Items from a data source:

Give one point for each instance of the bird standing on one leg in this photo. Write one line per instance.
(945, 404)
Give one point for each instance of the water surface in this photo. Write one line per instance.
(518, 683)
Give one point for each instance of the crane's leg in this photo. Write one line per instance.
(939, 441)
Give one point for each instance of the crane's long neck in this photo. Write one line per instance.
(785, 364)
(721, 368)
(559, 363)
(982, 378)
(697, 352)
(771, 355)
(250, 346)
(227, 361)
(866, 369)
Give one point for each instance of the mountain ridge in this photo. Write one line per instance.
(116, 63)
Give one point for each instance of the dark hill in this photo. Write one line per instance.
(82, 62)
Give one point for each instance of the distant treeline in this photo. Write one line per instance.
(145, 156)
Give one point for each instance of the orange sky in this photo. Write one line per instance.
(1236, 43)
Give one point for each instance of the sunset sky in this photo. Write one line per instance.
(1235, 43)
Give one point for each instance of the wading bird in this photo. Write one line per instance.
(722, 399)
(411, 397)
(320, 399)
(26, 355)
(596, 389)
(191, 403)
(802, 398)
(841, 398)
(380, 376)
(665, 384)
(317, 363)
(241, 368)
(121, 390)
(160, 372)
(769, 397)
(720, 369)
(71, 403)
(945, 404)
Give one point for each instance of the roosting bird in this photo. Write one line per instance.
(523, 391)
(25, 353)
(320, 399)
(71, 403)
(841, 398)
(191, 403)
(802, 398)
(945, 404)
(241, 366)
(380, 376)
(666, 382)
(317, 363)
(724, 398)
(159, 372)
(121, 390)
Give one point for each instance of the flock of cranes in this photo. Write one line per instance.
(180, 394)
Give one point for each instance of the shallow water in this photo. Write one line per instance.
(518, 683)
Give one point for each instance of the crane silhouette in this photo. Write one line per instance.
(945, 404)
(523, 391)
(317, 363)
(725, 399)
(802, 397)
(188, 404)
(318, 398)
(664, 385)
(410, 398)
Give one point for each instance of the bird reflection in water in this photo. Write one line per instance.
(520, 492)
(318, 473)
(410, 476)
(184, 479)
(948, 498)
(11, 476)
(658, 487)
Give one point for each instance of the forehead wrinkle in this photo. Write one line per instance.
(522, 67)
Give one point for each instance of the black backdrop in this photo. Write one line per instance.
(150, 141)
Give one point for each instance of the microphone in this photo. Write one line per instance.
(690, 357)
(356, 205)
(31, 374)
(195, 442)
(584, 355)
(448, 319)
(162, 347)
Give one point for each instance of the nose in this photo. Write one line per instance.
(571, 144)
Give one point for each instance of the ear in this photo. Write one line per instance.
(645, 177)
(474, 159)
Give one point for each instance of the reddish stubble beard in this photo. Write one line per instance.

:: Directions ::
Reproduce, please, every line of the records above without alteration.

:: Exercise response ::
Give one point for each instance of the bird standing on one leg in this photo. Write one line per instance.
(945, 404)
Give one point for each instance of the water surface in this photo. Write one line per instance.
(518, 683)
Give one point for each instance of the crane's leg in this photo. Write one line per instance.
(939, 441)
Give one point for each instance of the crane's long neck in this photo. Write one line per instance.
(785, 364)
(721, 368)
(559, 363)
(982, 378)
(697, 352)
(771, 355)
(250, 346)
(227, 361)
(866, 369)
Give one point for each instance of the mountain ridge in this photo. Write one line per instance.
(116, 63)
Give one point for each instance of the dark hill in this photo. Write one line per instance.
(82, 62)
Give one point for each instance of the distant treeline in this photo. Write one line per instance.
(145, 156)
Give one point for each instance of the orange sky in this photo. Write one line per instance.
(1236, 43)
Give one point for each instance of the sunset sky in this photo. Write one line per instance.
(1235, 43)
Give one point for each instance of the wading bird in this photo. Write one line per instance.
(722, 399)
(411, 397)
(320, 399)
(26, 355)
(596, 389)
(191, 403)
(802, 398)
(841, 398)
(380, 376)
(665, 384)
(317, 363)
(241, 368)
(121, 390)
(160, 372)
(769, 397)
(720, 369)
(71, 403)
(945, 404)
Give one point for each instance of the roosting bird in this photo. Write one line per instance.
(523, 391)
(25, 353)
(320, 399)
(71, 403)
(841, 398)
(191, 403)
(802, 398)
(945, 404)
(241, 366)
(380, 376)
(666, 382)
(317, 363)
(724, 398)
(159, 372)
(121, 390)
Give one point for each instance of the flock of cranes in this photo. Write one line per instance.
(180, 394)
Give one point for each instance of the shallow water in this photo. Write one line per instance.
(518, 683)
Give one point for each instance of the crane silhouette in this photo. Write one line per instance.
(945, 404)
(523, 391)
(317, 363)
(725, 399)
(802, 397)
(188, 404)
(318, 398)
(664, 385)
(410, 398)
Give one point for each instance of the bird reflection in water in this photo. Write one line per instance.
(520, 492)
(318, 473)
(410, 476)
(184, 479)
(948, 498)
(11, 476)
(658, 487)
Give one point for each instance of the forehead wrinkle in this photo. Write one line per instance.
(522, 67)
Give one point for each instance of the black backdrop in this photo. Write one line per instance.
(150, 141)
Give one point for each instance of the microphone in this photo. Write one line per instance.
(690, 357)
(356, 205)
(31, 374)
(195, 442)
(584, 355)
(448, 319)
(162, 347)
Give one point for each instance of the nose in this photo. Write one line per instance.
(571, 144)
Give one point for each instance of the ear in this photo. Write one line per instance.
(645, 177)
(474, 159)
Give one point for each instance of the reddish stubble beard in this photo. Write one line per instance.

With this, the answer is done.